/kpv-yocto

experiment yocto

Primary LanguageBitBake

Yocto experiment

  • readonly rootFS with an overlay on /etc/
  • poky-based distro based on glibc (trivially changeable to musl by editing the distro config)
  • podman container runtime with storage on a data partition
  • swupdate with atomic updates and A/B partition, using grub.

I am not sure if grub was the best way to go. It was hard to figure out (swupdate doesn't have a lot of grub docu), uboot is better documented, but grub still seems the way to go for x86_64 based systems.

building

pip install kas
kas build

running in qemu

either use the run-efi.sh that's included, this will use the qemu installed on your system (which might support graphical console). or use the yocto way:

kas shell
runqemu kvm
# or
runqemu kvm nographic 

The system has an A and a B system with an overlay on /etc/. I'm not yet sure if that's actually a good idea: a messed up /etc/ can make the system unbootable, with no way of recovery.

Testing the atomic software update

Go to http://localhost:8080/ and upload the generated swu file. The system will reboot and the new system will be active.

This is how it works:

  • An image is build, with wic to have GPT partitions. I avoid using the block device names for refering to these partitions, and use the FS labels and partition labels instead. The labels get destroyed when swupdate updates a filesystem, so i make grub remember the block devices. The reason for avoiding the block device names is that they are not stable: on qemu they would be /dev/sda1 and /dev/sda2, but on a real system they could be /dev/nvme0n1p1 and /dev/nvme0n1p2 or /dev/mmcblk0p1 ...

  • The grub.cfg file has two entries and a state machine that keeps track of the active system. It will not change to the other active system unless ustate is set to 1 (which is done when swupdate gets an update). When ustate is set to 1, a counter will count down on every boot and when it reaches zero, it will fall back to the old system.

  • A systemd unit and accompanying script sets ustate to 0. This is now dummy, but in the real world this script should check for proper operation. If the script fails ustate remains 1 and the system will eventually fall back to the old system.

Todos

  • A third image that is never updated could run as a rescue image. This image could then wait for an update that rescues the system.

  • use bitbakes built in support for kconfig parsing for the swupdate config instead of putting my own defconfig file.

  • The post-swupdate-healthcheck package could first verify the proper operation of podman.

  • I went for podman because i tought that was going to be lightweight. It is not, i think i should switch to containerd.

  • Test on real hardware, and remove the 'no security' stuff (now root log in works without password)

  • CI build

> _Saved entries_:
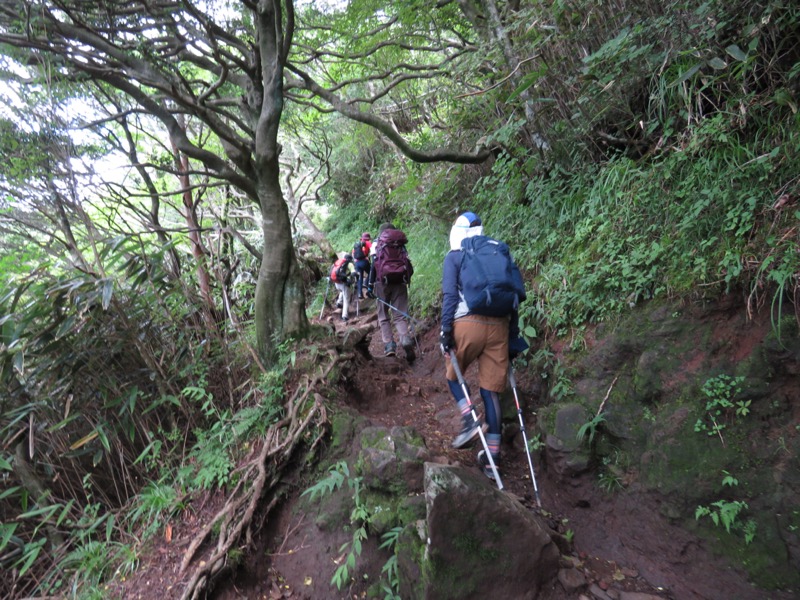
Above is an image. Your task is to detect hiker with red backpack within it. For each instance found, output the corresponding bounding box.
[439,212,528,485]
[353,231,372,300]
[367,223,417,362]
[330,254,356,321]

> _WORK TO COMPLETE_:
a - Summarize the Yocto experiment text in two sentences.
b - According to the Yocto experiment text, which container runtime does the author think they should switch to from podman?
c - Echo everything in the Yocto experiment text from "Primary LanguageBitBake" down to "the distro config)".

> _ANSWER LIST_:
a - The Yocto experiment builds a poky-based, glibc distro with a read-only root filesystem, an overlay on /etc/, the podman container runtime with storage on a data partition, and swupdate atomic A/B updates using grub. A grub state machine changes to the other system only when ustate is set to 1 and falls back to the old system when a boot counter reaches zero, unless a systemd unit and script set ustate to 0.

b - containerd

c -
Primary LanguageBitBake

Yocto experiment

  • readonly rootFS with an overlay on /etc/
  • poky-based distro based on glibc (trivially changeable to musl by editing the distro config)